• _EXTRACTED ENTRIES_:

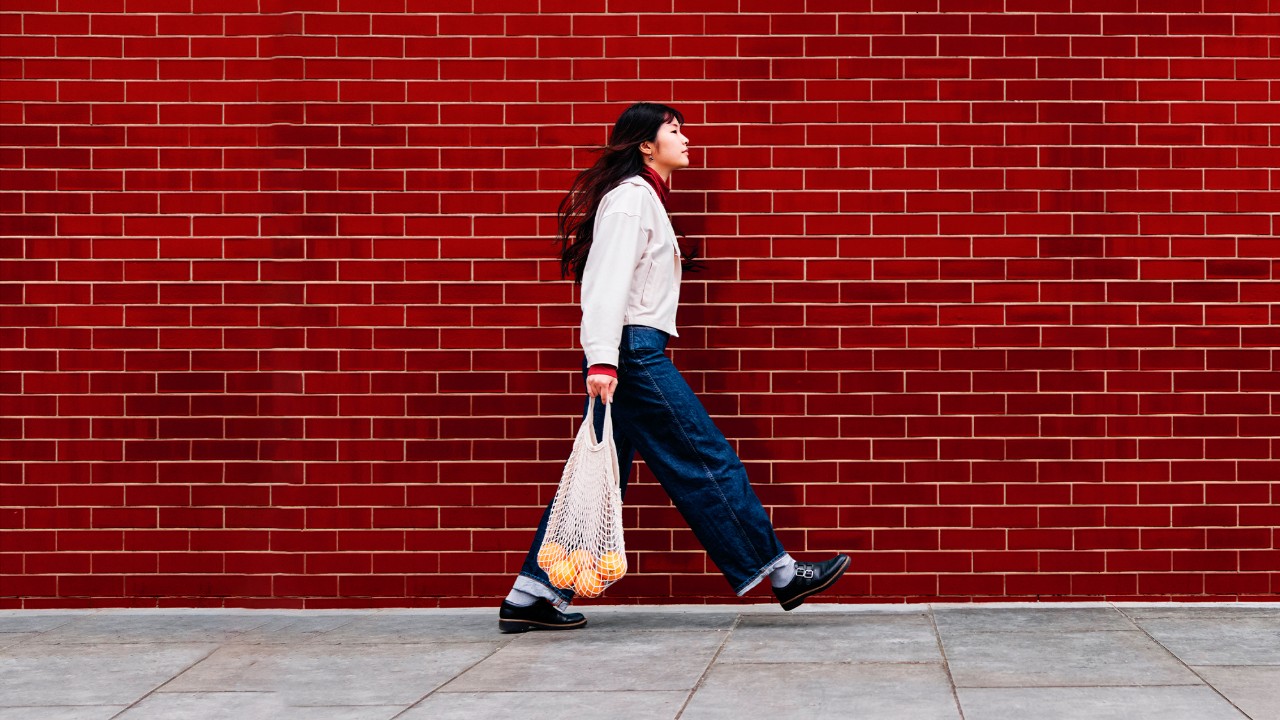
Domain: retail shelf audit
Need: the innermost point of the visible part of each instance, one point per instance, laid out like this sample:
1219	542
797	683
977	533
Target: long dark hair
618	160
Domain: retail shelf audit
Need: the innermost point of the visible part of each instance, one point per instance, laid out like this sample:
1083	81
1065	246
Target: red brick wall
990	302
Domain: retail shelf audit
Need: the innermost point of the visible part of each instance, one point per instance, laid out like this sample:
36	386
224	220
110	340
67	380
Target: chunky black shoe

• _WHAT THIS TASK INVOLVES_:
Please repeat every row above word for word, leaving out the pictures.

• _THE RESULT_:
Domain: retail shelf audit
Need: the innermost point of the visible part of each instance, one point per instance, laid out like this sample:
1219	542
797	683
977	533
Target: long dark hair
618	160
Domain: retail shelf audit
Need: the innermost point of the visible part of each instance, one point per instance, laid out like this sample:
1083	81
1065	246
Target: red brick wall
990	302
Domain: retail shelf audit
Need: the innermost point of the visible part of each instance, one point per instance, laid out like this sample:
36	386
224	220
110	340
67	380
Target: chunky black shoe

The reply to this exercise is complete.